### Exercise
Write out every line in the records below that contains the word "dark".

### Provided data
++++
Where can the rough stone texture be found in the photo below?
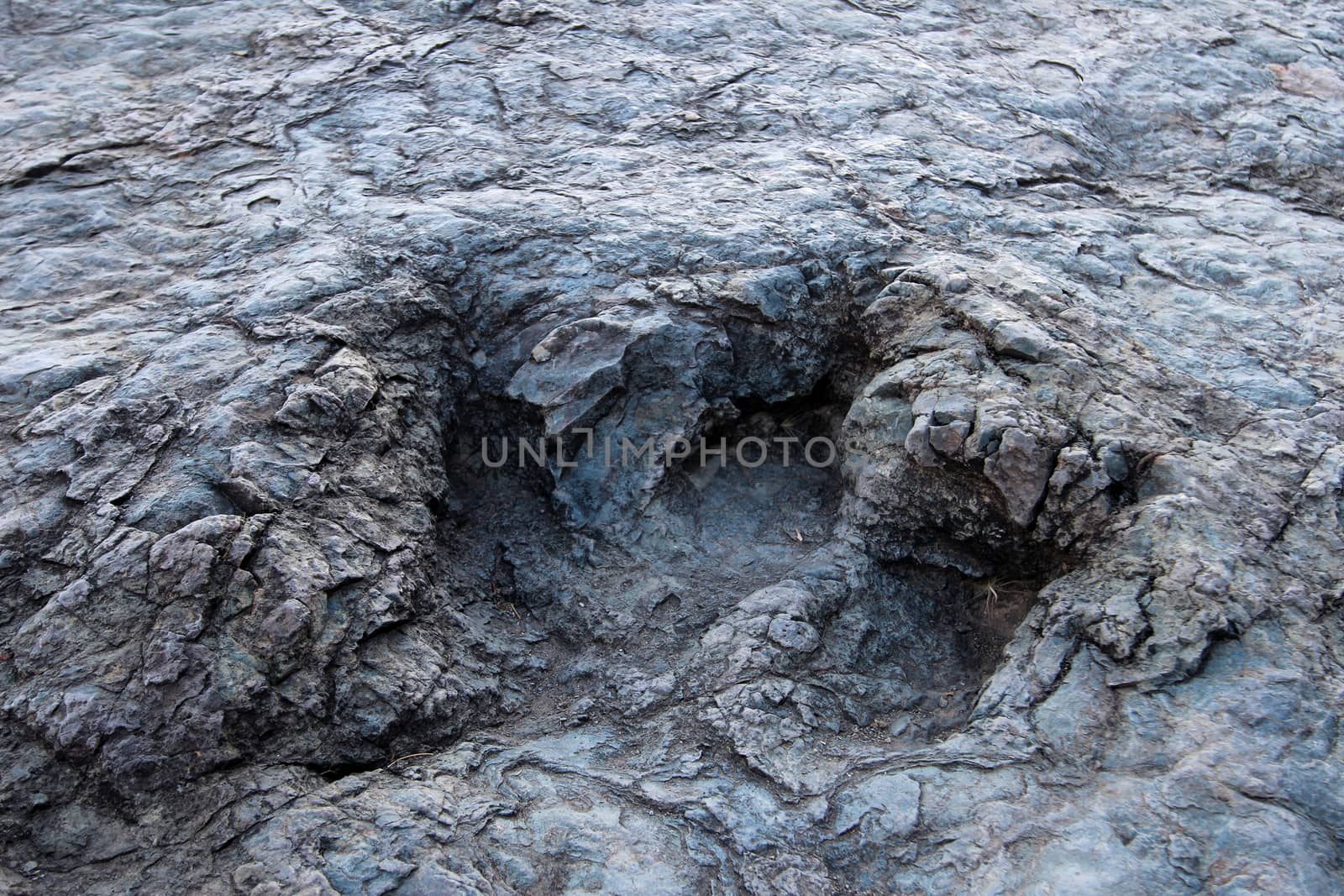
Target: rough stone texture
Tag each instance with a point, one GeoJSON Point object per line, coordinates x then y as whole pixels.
++++
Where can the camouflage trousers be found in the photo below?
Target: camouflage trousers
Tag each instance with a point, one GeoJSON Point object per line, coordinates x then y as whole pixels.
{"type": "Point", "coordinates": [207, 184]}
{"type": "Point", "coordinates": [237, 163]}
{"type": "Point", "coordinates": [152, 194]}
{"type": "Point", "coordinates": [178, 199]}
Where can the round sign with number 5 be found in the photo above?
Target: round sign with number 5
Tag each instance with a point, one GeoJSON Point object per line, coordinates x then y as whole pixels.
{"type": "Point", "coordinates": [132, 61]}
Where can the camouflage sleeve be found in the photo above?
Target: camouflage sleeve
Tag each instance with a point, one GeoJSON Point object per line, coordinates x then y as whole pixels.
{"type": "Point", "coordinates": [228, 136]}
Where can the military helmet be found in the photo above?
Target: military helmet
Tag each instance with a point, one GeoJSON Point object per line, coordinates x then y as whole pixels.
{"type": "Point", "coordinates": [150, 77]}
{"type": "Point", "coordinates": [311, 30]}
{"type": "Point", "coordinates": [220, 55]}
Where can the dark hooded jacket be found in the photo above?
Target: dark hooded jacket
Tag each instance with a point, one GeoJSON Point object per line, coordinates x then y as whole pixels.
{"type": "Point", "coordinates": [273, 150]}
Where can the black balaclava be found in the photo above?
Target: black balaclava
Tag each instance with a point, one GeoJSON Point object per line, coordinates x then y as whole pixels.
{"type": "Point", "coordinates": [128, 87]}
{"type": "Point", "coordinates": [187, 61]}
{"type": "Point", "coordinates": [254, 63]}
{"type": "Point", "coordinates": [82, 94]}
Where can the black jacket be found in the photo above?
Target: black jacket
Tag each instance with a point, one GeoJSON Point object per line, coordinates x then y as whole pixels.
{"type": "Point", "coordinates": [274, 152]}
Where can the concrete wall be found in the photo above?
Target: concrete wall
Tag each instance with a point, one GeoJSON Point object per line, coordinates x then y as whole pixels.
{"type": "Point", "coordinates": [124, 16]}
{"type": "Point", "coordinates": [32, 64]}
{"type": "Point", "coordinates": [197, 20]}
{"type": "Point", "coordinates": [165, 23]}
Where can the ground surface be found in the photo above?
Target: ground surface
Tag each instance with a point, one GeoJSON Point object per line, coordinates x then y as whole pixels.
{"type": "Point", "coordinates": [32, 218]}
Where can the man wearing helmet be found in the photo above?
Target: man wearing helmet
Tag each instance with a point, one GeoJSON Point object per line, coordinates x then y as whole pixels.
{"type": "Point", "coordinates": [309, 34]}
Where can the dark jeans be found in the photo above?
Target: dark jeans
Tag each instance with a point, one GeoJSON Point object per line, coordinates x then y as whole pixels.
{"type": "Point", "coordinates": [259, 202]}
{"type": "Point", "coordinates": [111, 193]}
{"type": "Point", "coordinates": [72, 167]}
++++
### The result
Where can the dark hooded jacket be found in the photo above?
Target: dark hooded jacket
Where can the dark jeans be found in the photo above?
Target: dark jeans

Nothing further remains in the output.